▸ **Stated goal**: Find "Where can the coat sleeve" in the data, then restate the line it sits in and every later line word for word, ending with the last line.

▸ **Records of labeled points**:
"""

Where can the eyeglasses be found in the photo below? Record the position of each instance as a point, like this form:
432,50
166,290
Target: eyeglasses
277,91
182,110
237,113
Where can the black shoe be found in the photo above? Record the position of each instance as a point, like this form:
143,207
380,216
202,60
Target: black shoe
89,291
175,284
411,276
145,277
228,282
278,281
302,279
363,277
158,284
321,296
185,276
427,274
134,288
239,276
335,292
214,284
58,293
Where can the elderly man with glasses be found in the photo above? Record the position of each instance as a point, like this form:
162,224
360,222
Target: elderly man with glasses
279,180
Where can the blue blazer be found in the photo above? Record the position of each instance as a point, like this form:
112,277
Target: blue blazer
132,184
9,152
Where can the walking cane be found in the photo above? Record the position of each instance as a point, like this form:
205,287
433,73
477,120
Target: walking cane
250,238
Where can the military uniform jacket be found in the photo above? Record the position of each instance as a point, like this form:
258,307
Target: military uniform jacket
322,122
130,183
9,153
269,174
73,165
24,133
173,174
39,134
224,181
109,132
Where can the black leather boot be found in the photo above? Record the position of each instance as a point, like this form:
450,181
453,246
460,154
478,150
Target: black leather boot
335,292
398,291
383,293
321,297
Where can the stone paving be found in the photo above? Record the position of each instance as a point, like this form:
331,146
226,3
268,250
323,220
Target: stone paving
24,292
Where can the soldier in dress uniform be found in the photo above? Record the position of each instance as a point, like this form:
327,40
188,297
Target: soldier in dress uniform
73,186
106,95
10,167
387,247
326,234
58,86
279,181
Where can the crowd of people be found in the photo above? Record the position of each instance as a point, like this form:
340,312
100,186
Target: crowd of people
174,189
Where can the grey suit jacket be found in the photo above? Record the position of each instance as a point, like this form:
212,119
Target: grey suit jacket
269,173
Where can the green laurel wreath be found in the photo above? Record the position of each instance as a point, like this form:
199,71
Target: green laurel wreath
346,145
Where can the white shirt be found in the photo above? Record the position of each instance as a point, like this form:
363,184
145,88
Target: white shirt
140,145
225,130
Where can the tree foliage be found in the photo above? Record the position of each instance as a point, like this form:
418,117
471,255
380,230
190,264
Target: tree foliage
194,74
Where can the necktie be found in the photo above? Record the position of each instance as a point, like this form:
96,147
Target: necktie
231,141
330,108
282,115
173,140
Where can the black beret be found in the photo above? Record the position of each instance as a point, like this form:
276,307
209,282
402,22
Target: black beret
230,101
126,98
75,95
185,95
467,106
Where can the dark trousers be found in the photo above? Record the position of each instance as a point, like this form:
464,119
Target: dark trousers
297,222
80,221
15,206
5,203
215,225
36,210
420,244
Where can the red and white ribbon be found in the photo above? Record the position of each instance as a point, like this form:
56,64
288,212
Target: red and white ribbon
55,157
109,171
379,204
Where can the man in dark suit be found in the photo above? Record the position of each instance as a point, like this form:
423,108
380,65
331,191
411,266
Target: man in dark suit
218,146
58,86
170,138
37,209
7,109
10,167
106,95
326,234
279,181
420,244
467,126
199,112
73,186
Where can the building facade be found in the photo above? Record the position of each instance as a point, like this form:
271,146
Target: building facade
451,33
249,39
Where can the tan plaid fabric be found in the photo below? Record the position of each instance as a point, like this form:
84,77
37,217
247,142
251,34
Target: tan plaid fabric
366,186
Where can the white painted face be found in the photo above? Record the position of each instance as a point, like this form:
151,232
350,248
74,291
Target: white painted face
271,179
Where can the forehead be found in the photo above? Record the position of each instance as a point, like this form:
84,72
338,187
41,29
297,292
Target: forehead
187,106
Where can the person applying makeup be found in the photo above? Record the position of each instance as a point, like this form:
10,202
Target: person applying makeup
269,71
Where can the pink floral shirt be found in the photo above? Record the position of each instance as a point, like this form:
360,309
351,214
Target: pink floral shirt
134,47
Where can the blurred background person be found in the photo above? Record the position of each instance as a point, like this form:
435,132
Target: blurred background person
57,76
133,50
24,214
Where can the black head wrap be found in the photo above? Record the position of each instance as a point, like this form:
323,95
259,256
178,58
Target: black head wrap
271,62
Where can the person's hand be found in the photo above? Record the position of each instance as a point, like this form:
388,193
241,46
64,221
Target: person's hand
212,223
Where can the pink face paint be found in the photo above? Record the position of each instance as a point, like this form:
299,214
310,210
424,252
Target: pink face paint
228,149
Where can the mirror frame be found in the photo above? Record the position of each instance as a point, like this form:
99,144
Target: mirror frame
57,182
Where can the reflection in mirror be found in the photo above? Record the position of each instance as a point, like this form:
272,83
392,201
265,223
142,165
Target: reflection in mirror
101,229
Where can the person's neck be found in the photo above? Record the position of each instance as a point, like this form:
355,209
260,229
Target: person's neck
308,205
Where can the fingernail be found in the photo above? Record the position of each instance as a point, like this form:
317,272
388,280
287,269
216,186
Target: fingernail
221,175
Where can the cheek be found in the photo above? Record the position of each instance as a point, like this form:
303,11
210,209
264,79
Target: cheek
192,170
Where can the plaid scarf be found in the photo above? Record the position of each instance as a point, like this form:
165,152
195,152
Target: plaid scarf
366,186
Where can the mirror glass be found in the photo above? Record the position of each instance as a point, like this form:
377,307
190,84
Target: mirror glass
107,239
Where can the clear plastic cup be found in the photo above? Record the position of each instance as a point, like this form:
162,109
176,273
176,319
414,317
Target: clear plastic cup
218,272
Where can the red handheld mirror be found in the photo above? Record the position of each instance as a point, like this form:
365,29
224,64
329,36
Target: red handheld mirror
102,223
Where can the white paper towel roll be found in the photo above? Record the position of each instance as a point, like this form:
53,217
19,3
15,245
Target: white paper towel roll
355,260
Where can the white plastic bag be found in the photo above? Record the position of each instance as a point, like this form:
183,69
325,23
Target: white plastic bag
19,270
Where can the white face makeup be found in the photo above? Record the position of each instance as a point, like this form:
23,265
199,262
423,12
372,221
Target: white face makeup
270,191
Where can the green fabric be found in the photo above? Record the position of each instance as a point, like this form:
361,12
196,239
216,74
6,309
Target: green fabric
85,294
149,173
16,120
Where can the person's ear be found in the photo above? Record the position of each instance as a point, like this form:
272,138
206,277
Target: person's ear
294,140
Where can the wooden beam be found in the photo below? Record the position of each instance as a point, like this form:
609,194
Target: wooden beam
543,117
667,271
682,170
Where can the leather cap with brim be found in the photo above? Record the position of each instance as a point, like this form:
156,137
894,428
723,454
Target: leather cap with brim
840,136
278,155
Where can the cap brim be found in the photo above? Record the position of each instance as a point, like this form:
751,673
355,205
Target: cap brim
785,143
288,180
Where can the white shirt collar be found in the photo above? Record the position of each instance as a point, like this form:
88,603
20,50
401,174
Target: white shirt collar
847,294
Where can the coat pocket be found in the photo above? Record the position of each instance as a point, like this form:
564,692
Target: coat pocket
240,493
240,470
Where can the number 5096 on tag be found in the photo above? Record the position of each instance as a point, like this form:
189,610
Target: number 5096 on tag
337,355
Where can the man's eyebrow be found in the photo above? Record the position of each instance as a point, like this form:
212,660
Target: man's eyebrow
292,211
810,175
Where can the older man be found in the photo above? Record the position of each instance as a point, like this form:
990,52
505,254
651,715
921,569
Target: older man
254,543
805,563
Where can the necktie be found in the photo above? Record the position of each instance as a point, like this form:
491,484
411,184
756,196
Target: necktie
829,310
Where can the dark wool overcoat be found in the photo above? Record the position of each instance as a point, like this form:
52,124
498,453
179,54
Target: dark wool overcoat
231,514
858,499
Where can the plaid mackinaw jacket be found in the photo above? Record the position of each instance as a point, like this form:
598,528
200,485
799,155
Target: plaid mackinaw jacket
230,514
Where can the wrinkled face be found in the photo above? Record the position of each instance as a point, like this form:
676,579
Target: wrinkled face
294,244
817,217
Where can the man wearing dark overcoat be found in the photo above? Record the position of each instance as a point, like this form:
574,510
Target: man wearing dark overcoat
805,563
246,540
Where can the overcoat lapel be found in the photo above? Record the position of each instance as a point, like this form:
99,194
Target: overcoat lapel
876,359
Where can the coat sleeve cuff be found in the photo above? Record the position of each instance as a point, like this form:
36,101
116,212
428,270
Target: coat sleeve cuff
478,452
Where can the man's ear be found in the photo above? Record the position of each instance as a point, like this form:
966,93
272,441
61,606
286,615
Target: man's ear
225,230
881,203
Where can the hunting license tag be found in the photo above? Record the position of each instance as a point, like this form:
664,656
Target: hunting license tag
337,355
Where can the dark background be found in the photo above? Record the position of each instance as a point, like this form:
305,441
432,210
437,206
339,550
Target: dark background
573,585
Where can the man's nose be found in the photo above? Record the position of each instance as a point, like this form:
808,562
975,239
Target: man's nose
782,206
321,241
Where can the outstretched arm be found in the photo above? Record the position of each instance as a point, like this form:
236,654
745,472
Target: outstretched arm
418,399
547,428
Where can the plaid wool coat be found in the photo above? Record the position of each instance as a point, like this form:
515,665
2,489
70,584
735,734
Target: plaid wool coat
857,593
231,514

"""

▸ **Worked solution**:
Where can the coat sleeve cuff be found in the photo above? Record the position of each instance as a point, like this form:
36,101
116,212
428,270
Target: coat sleeve cuff
478,452
Where can the man's ear be found in the photo above? Record the position of each instance as a point, like this form:
966,93
272,441
61,606
286,615
Target: man's ear
225,230
881,203
Where can the hunting license tag be found in the photo above? Record the position of each instance as a point, like this form:
664,656
Target: hunting license tag
337,355
Where can the dark background be found in the photo above? Record the position of each instance as a point, like this form:
305,441
432,210
437,206
339,550
Target: dark background
573,585
Where can the man's nose be found in the photo above? Record the position of each instance as a point, like this form:
808,562
975,239
Target: man's nose
782,206
321,241
Where can the outstretched arm be found in the photo above? Record the position of each instance as a point, like this form:
236,654
745,472
Target: outstretched arm
418,399
547,428
Where can the plaid wool coat be found in the photo above? Record the position of each instance as a point, like this form:
515,665
2,489
70,584
735,734
Target: plaid wool coat
857,593
231,514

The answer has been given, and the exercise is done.